**TASK PROMPT**
Rescale the material below, starting at the line containing "Prove it: the signpost" and ending at the end of the material. Write those lines out again, requests included, with every box coordinate in the answers multiplied by 0.8 and rounded to a whole number (halves round up), leaving the numbers in the requests and their format samples unchanged.

****

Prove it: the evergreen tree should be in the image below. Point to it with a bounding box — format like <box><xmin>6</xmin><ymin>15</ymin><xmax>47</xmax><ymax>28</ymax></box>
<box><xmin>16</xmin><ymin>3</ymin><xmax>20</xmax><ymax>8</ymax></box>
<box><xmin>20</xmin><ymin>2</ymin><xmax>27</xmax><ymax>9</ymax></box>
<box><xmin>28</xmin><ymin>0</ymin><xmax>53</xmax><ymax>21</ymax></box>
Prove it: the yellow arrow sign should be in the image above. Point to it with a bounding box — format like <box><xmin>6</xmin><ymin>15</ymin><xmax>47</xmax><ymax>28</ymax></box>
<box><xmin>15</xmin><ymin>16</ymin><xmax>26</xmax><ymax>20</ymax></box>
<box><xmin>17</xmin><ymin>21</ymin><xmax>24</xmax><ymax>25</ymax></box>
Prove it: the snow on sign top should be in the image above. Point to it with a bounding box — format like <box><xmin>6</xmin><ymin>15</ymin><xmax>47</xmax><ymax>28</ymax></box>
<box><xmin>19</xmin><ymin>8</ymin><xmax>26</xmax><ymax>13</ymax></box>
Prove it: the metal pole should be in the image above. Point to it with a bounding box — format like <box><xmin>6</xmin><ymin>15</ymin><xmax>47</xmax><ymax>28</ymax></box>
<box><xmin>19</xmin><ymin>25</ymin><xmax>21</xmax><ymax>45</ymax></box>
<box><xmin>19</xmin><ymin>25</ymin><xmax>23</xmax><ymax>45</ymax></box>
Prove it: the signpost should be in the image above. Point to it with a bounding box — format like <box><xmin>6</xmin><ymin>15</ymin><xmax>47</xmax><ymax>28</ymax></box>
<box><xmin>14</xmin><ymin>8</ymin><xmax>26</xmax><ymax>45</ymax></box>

****

**SOLUTION TO THIS EXERCISE**
Prove it: the signpost should be in the image above. Point to it with a bounding box — format like <box><xmin>6</xmin><ymin>15</ymin><xmax>47</xmax><ymax>28</ymax></box>
<box><xmin>11</xmin><ymin>6</ymin><xmax>21</xmax><ymax>36</ymax></box>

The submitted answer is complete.